» **Exercise aim**
Return every row below word for word, leaving out the pictures.

[Start of Records for this exercise]

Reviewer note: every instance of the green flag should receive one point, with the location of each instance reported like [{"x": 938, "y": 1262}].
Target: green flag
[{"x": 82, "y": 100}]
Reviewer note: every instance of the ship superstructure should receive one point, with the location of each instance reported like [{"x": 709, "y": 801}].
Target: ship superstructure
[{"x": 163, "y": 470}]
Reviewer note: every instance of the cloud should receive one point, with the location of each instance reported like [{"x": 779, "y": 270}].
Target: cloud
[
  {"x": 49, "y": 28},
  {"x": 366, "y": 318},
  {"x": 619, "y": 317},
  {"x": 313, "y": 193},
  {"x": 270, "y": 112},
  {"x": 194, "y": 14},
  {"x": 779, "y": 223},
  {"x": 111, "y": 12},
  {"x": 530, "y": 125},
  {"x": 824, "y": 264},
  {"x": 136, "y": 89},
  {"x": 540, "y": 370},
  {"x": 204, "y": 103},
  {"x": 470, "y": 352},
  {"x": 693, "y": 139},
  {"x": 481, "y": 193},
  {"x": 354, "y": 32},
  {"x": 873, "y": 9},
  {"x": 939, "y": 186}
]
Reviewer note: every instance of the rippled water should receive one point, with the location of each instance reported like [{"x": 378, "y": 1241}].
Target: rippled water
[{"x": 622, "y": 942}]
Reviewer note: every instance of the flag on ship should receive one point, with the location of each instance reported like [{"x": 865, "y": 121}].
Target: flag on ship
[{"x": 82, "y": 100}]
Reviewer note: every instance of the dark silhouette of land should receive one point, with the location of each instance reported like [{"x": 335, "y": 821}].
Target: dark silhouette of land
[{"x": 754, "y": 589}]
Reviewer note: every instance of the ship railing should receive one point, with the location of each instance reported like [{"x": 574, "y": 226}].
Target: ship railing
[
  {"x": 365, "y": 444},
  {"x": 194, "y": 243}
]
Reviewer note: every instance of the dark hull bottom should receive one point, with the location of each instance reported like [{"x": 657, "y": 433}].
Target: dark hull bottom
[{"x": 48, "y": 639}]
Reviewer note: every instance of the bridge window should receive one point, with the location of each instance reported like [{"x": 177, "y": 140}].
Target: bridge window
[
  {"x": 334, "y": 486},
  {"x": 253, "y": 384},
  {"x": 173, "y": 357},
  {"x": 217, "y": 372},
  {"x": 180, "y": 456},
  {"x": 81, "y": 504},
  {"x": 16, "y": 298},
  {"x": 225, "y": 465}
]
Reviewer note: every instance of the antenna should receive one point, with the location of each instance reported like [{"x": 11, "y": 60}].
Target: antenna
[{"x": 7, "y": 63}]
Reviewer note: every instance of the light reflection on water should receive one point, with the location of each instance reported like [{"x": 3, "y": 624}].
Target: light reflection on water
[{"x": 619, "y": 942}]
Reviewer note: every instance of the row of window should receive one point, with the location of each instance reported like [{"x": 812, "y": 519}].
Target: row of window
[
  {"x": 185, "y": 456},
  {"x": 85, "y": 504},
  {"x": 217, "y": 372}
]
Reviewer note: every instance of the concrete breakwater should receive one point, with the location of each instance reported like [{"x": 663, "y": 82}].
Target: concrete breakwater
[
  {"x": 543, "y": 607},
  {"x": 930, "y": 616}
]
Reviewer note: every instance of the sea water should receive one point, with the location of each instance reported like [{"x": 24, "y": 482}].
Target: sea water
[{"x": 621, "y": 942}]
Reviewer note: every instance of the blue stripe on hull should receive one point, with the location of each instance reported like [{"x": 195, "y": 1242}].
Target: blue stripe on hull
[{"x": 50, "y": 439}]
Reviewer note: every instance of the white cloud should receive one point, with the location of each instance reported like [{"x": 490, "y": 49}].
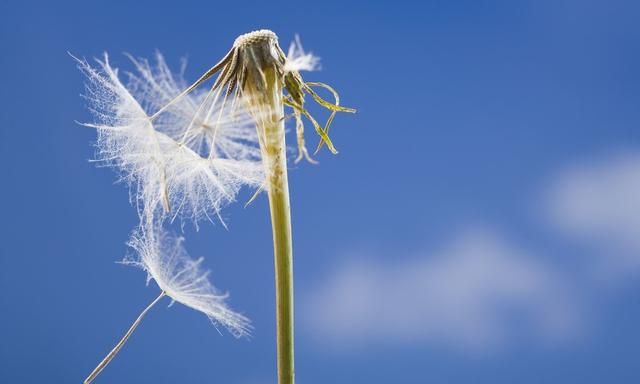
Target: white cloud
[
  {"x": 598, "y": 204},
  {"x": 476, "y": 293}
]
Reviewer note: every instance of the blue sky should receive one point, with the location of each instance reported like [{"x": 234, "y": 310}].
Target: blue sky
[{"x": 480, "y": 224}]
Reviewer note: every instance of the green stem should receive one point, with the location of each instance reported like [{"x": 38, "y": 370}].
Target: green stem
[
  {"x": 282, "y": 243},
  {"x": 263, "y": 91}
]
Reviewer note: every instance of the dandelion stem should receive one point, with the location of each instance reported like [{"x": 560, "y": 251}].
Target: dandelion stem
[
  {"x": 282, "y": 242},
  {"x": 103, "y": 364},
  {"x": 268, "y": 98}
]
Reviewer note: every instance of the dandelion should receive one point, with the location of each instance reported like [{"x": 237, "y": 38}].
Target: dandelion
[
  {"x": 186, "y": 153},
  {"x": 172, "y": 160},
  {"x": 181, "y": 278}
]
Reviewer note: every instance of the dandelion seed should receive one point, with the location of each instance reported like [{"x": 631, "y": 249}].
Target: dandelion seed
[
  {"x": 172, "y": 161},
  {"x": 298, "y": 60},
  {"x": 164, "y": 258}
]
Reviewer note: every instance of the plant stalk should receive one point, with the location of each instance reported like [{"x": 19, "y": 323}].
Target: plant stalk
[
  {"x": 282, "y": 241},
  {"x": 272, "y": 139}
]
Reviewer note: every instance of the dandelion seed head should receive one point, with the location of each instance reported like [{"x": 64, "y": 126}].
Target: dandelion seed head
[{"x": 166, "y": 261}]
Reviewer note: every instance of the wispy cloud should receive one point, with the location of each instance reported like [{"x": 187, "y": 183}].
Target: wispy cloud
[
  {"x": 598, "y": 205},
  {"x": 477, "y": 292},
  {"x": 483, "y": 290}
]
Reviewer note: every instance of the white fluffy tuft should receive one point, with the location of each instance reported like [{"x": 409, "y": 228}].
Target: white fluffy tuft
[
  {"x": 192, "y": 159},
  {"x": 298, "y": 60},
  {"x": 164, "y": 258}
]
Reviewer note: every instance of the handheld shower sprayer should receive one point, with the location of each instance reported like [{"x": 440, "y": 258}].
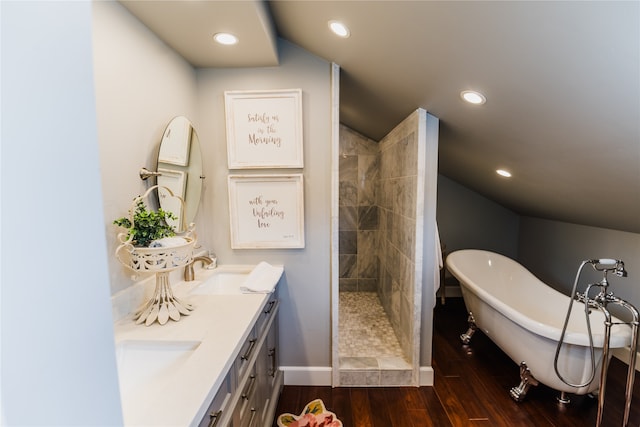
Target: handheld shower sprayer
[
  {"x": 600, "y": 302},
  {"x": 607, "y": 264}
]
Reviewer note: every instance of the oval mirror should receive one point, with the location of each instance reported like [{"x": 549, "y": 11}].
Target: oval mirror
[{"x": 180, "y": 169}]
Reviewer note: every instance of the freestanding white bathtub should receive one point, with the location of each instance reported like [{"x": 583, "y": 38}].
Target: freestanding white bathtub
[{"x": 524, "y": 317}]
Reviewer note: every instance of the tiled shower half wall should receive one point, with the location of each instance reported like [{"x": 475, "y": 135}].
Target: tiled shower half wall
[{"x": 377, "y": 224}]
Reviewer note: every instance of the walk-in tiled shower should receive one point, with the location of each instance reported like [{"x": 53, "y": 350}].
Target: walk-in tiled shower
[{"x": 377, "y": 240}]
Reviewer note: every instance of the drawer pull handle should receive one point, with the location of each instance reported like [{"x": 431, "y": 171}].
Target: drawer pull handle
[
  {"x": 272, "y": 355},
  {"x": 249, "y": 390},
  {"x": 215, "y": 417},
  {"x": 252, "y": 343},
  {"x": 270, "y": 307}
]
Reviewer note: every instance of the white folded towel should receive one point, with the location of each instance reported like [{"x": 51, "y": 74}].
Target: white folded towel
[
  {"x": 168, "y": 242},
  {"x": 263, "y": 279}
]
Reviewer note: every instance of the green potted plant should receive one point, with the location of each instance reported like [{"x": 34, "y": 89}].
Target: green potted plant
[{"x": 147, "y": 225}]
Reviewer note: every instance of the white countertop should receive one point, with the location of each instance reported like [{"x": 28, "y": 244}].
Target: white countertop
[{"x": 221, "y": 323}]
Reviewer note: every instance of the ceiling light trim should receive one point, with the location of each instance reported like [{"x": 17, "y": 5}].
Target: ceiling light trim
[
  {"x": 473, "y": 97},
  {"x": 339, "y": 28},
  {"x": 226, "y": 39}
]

[End of Records for this exercise]

» **The reply**
Reviewer note: every instance of the green flag should receive one point, with the location of each instance reported like [{"x": 938, "y": 1262}].
Target: green flag
[{"x": 82, "y": 100}]
Reviewer note: every instance of the ship superstructure should receive one point, with the location of each instance reported like [{"x": 709, "y": 801}].
Target: ship superstructure
[{"x": 163, "y": 470}]
Reviewer note: every instance of the cloud should receive one point, with the location of each instance reported like [{"x": 779, "y": 270}].
Target: cloud
[
  {"x": 49, "y": 28},
  {"x": 366, "y": 318},
  {"x": 619, "y": 317},
  {"x": 313, "y": 193},
  {"x": 270, "y": 112},
  {"x": 194, "y": 14},
  {"x": 779, "y": 223},
  {"x": 111, "y": 12},
  {"x": 530, "y": 125},
  {"x": 824, "y": 264},
  {"x": 136, "y": 89},
  {"x": 540, "y": 370},
  {"x": 204, "y": 103},
  {"x": 470, "y": 352},
  {"x": 693, "y": 139},
  {"x": 481, "y": 193},
  {"x": 354, "y": 32},
  {"x": 873, "y": 9},
  {"x": 939, "y": 186}
]
Reviewer note: every instance of the rippled water should receive one point, with the location of each instance reported like [{"x": 378, "y": 1241}].
Target: rippled water
[{"x": 622, "y": 942}]
Reviewer note: every instance of the flag on ship should receive one point, with the location of each instance reported like [{"x": 865, "y": 121}].
Target: flag on ship
[{"x": 82, "y": 100}]
Reviewer note: every instance of the dark silhouette of land should receive one point, with the location of each instance reported like [{"x": 335, "y": 821}].
Target: dark silhouette of land
[{"x": 754, "y": 589}]
Reviewer note: every instance of the ship railing should receive one point, with the location of each instance reported like [{"x": 574, "y": 226}].
Target: ship railing
[
  {"x": 365, "y": 444},
  {"x": 194, "y": 243}
]
Reviewer note: every instance of the dark hull bottom should receive one point, with the location of each instance reported like [{"x": 657, "y": 433}].
Target: dark hull bottom
[{"x": 48, "y": 639}]
Reviewer note: every instance of the bridge window should receive one point, with the location of each instance reported like [{"x": 177, "y": 140}].
Target: bridge window
[
  {"x": 334, "y": 486},
  {"x": 253, "y": 384},
  {"x": 173, "y": 357},
  {"x": 217, "y": 372},
  {"x": 180, "y": 456},
  {"x": 81, "y": 504},
  {"x": 16, "y": 298},
  {"x": 225, "y": 465}
]
Reviewer note: every instance of the antenna should receive one point, with the location of each instance reported like [{"x": 11, "y": 60}].
Target: antenna
[{"x": 7, "y": 63}]
Reviewer note: every instance of the light reflection on water should receive one point, with the location of each instance reported like [{"x": 3, "y": 624}].
Target: light reflection on water
[{"x": 619, "y": 942}]
Reviewer note: every instance of the row of window should receive one point, with the location of each instance reported like [{"x": 812, "y": 519}].
Target: row of window
[
  {"x": 185, "y": 456},
  {"x": 85, "y": 504},
  {"x": 217, "y": 372}
]
Reviewer note: every instance of the concrete breakwater should receive one point, with the location of each instance reported like [{"x": 663, "y": 82}].
Target: concrete breakwater
[
  {"x": 543, "y": 607},
  {"x": 930, "y": 616}
]
Reviewer note: every instance of the sea water should receive one point, with the location of each instance reported like [{"x": 24, "y": 482}].
Target: sea water
[{"x": 621, "y": 942}]
Reviewer note: every instance of the blue stripe on hull should receive one point, with the location of each instance reported like [{"x": 195, "y": 1242}].
Target: blue stripe on hull
[{"x": 50, "y": 439}]
Reviewer note: every instance of the white cloud should receive one point, with the location of each instance reported like [{"x": 490, "y": 49}].
Target: white cloud
[
  {"x": 598, "y": 204},
  {"x": 476, "y": 293}
]
Reviewer note: every instance of the blue sky should receive one point, with the location of each instance reported like [{"x": 234, "y": 310}].
Target: blue sky
[{"x": 480, "y": 224}]
Reviewer note: every instance of the green stem should receive one point, with the location of each instance reported like [{"x": 38, "y": 370}].
Target: green stem
[
  {"x": 282, "y": 243},
  {"x": 263, "y": 91}
]
Reviewer note: every instance of the dandelion stem should receive one point, with the location of each instance reported like [{"x": 560, "y": 251}].
Target: dandelion stem
[
  {"x": 282, "y": 242},
  {"x": 103, "y": 364},
  {"x": 268, "y": 98}
]
Reviewer note: every instance of the dandelion should receive one point, with the location of each instance reported like [{"x": 237, "y": 38}].
Target: dandelion
[
  {"x": 186, "y": 153},
  {"x": 172, "y": 160},
  {"x": 181, "y": 278}
]
Reviewer note: every instance of the dandelion seed should receive one point, with the location of each instance reported like [{"x": 631, "y": 249}].
Target: dandelion seed
[
  {"x": 172, "y": 161},
  {"x": 298, "y": 60},
  {"x": 164, "y": 258}
]
Reviewer note: every instance of the plant stalk should receive one point, with the location of each instance reported like [{"x": 19, "y": 323}].
Target: plant stalk
[
  {"x": 282, "y": 241},
  {"x": 272, "y": 139}
]
Reviewer note: every instance of the dandelion seed head should receive one point, with the location of each instance reported like [{"x": 64, "y": 126}].
Target: dandelion seed head
[{"x": 166, "y": 261}]
Reviewer note: every instance of the wispy cloud should receive one point, with the location of each instance reported like [{"x": 187, "y": 183}].
Target: wispy cloud
[
  {"x": 598, "y": 205},
  {"x": 477, "y": 292},
  {"x": 483, "y": 290}
]
Reviewer note: every instance of the white fluffy tuft should receive one point, with the location of each instance reported like [{"x": 409, "y": 228}].
Target: white fluffy tuft
[
  {"x": 192, "y": 159},
  {"x": 298, "y": 60},
  {"x": 164, "y": 258}
]
Reviewer note: every instance of the handheld shower sprayer should receive one point, with the location of each instance reported like [{"x": 440, "y": 258}].
Target: handheld shower sprayer
[
  {"x": 600, "y": 302},
  {"x": 607, "y": 264}
]
Reviewer note: every instance of the oval mirror should receive one point, with the location of each instance reported like [{"x": 549, "y": 11}].
Target: oval mirror
[{"x": 180, "y": 169}]
Reviewer note: every instance of the freestanding white bathtub should receive one point, with the location of each instance reported like [{"x": 583, "y": 38}].
Target: freestanding white bathtub
[{"x": 524, "y": 317}]
Reviewer note: every instance of the tiled shower half wall should receive one point, with the location of each instance reported like [{"x": 475, "y": 135}].
Target: tiled shower half wall
[{"x": 377, "y": 224}]
Reviewer note: every instance of the walk-in tiled shower should receive one point, with the location of each instance reported like [{"x": 53, "y": 350}].
Target: walk-in tiled shower
[{"x": 377, "y": 240}]
Reviewer note: every instance of the drawer pull handle should receive one point, with the location of each instance reported like [{"x": 431, "y": 171}].
Target: drawer pull handle
[
  {"x": 272, "y": 355},
  {"x": 249, "y": 390},
  {"x": 215, "y": 417},
  {"x": 252, "y": 343},
  {"x": 270, "y": 307}
]
Reviewer note: every instance of the white folded towel should receive one point, with the location of each instance reported like [{"x": 51, "y": 74}].
Target: white folded towel
[
  {"x": 168, "y": 242},
  {"x": 263, "y": 279}
]
Reviewer note: every instance of the green potted plant should receive one point, with the location of each instance reported like [{"x": 34, "y": 89}].
Target: green potted plant
[{"x": 147, "y": 225}]
Reviewer note: every instance of the white countertop should receive one point, with the location of each instance reported like [{"x": 28, "y": 244}].
Target: white countertop
[{"x": 221, "y": 323}]
Reviewer note: every instance of the ceiling light trim should receive one point, with the location of each instance reported like [{"x": 17, "y": 5}].
Target: ceiling light trim
[
  {"x": 473, "y": 97},
  {"x": 339, "y": 28},
  {"x": 226, "y": 39}
]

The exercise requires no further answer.